# [What to do]
One number is the whole answer: how many lines of the material hold "kitchen".

# [Supplied entries]
════════════════════

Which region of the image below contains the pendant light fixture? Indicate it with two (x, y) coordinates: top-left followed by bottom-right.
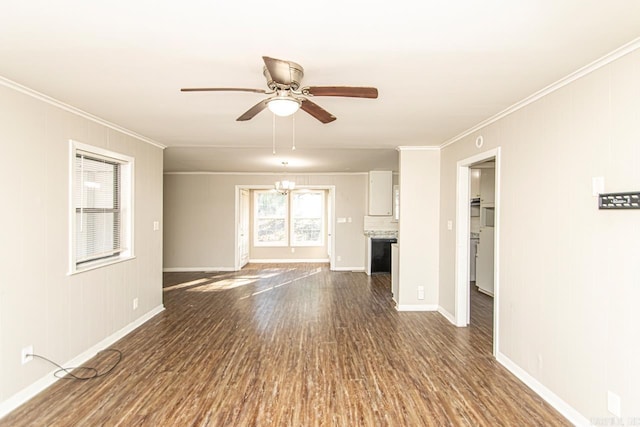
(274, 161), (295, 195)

════════════════════

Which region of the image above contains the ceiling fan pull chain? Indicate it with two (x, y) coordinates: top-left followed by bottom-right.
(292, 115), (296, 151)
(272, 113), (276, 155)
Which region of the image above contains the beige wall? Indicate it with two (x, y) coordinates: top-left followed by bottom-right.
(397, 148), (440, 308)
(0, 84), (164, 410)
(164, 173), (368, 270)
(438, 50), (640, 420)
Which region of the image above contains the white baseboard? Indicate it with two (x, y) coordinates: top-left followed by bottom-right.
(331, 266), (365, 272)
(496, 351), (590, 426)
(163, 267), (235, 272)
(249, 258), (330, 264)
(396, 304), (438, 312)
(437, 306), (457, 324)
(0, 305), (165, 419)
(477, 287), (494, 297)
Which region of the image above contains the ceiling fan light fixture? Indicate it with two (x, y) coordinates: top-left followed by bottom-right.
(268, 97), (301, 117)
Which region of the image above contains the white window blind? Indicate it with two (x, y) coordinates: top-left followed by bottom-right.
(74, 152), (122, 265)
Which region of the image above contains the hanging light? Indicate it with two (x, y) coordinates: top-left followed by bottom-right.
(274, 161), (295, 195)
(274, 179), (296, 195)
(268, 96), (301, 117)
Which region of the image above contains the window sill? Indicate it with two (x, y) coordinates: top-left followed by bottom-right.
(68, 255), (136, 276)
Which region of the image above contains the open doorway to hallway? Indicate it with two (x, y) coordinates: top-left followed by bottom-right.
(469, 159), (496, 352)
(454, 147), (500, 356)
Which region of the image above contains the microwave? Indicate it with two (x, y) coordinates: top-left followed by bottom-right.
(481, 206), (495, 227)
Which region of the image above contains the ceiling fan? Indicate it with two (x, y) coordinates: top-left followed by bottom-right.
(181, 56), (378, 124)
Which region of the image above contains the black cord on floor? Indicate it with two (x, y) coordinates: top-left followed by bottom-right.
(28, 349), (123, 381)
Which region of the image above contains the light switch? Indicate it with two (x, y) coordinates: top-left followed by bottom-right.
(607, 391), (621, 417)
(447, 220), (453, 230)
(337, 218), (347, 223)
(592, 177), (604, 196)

════════════════════

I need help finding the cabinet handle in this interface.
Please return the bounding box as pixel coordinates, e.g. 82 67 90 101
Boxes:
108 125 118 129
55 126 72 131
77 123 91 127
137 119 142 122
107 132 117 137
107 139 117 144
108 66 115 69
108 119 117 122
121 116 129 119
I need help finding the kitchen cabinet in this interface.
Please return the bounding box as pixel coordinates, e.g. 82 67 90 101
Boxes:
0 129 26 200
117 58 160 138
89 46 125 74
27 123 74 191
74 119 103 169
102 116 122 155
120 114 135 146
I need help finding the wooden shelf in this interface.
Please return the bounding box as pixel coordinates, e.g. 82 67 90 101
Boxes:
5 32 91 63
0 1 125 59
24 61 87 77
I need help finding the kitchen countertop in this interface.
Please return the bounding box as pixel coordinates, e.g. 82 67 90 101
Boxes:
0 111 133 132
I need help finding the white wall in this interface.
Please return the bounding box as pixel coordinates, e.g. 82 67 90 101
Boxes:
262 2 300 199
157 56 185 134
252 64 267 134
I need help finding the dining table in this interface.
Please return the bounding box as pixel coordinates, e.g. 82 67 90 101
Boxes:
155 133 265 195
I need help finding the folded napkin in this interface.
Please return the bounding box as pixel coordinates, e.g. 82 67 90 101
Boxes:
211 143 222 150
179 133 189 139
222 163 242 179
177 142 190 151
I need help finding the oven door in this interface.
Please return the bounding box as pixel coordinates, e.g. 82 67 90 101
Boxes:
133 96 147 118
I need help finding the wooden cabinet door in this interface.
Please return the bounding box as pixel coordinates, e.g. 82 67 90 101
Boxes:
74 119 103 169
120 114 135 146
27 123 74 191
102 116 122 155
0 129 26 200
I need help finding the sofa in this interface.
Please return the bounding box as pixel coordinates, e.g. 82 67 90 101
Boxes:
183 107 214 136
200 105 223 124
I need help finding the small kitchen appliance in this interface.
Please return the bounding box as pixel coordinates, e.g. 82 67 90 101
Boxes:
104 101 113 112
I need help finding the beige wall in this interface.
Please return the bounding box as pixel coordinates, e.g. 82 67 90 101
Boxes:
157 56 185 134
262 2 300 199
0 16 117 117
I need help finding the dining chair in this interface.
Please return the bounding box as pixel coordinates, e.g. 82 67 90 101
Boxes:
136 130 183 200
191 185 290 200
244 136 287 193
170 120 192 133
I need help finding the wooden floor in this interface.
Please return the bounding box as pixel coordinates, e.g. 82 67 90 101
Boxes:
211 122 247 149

════════════════════

# [Answer box]
3